**Prompt**
In the records below, find the line with "Target: bread roll" and the line with "Target: wooden knife handle"; return exactly those lines and every line between them.

**Given data**
☆ ☆ ☆

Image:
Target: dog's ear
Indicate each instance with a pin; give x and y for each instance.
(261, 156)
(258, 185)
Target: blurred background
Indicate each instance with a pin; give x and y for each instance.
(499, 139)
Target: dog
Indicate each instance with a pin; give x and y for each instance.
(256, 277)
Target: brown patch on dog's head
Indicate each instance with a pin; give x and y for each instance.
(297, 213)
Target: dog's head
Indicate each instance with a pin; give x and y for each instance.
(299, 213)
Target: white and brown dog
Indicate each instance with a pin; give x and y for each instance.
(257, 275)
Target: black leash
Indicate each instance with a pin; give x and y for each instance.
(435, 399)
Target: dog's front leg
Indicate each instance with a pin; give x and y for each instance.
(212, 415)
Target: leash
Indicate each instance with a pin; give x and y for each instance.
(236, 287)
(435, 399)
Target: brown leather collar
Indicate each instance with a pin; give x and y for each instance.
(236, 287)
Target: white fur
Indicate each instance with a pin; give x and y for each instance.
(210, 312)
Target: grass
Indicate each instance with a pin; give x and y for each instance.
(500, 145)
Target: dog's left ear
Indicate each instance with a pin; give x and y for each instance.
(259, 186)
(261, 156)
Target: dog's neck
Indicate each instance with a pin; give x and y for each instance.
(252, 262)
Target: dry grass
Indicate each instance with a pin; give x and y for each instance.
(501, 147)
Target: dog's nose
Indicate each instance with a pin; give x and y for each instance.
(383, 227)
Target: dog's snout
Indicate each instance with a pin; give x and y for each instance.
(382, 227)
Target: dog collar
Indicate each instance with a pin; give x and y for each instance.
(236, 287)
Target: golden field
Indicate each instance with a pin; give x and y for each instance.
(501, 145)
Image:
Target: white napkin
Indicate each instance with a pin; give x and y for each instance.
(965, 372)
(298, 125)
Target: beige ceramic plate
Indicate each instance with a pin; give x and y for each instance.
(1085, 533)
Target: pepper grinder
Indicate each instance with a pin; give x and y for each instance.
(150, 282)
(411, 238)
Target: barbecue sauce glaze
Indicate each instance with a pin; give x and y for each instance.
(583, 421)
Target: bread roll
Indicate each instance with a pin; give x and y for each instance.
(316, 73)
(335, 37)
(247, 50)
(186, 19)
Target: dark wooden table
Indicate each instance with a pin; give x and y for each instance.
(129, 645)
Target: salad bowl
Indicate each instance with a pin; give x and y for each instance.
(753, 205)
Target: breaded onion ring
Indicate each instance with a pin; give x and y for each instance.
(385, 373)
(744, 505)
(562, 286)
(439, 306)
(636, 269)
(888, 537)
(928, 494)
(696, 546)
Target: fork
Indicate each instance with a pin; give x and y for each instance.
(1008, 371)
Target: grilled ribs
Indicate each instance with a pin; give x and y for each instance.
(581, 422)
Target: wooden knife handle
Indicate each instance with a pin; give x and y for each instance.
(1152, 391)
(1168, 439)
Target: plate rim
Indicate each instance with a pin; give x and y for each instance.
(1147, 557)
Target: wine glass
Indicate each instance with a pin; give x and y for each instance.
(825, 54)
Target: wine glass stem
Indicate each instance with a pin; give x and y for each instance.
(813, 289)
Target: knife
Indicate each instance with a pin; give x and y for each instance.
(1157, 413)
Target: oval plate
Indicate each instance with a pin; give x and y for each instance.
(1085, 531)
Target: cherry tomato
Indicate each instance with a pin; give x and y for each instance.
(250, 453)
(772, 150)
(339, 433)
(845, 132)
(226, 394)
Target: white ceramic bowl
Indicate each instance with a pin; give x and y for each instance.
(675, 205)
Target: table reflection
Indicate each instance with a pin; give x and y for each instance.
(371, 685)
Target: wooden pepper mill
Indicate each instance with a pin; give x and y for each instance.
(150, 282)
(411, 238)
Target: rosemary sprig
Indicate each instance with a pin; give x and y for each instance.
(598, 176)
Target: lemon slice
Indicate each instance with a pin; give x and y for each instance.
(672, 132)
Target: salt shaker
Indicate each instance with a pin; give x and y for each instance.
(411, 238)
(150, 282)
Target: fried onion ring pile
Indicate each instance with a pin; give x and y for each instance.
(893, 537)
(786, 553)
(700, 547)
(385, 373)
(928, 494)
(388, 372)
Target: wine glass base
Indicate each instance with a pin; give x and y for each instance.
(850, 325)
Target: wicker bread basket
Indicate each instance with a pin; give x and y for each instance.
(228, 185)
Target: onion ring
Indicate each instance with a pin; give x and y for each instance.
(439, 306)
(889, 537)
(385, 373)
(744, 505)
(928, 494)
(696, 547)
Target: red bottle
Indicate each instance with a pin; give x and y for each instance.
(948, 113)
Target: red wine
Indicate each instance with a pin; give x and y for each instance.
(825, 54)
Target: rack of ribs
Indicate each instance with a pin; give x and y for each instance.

☆ ☆ ☆

**Answer section**
Target: bread roll
Indicate each instance with a pin; give x and y for each instance.
(316, 73)
(335, 37)
(247, 50)
(186, 19)
Target: dark wooden table
Indicate each instance with a pin; give x and y for each instance.
(129, 645)
Target: salad bowl
Indicate each instance with a pin; give x and y for each instance.
(753, 205)
Target: breaded onion ring
Indicate each instance with a pin; give x and y for each instance.
(385, 373)
(744, 505)
(562, 286)
(439, 306)
(636, 269)
(888, 537)
(928, 494)
(696, 546)
Target: fork
Indicate each instance with a pin; give x and y for each instance.
(1008, 371)
Target: grilled ribs
Indicate each instance with a pin; give x and y for each instance.
(581, 422)
Target: wooden knife handle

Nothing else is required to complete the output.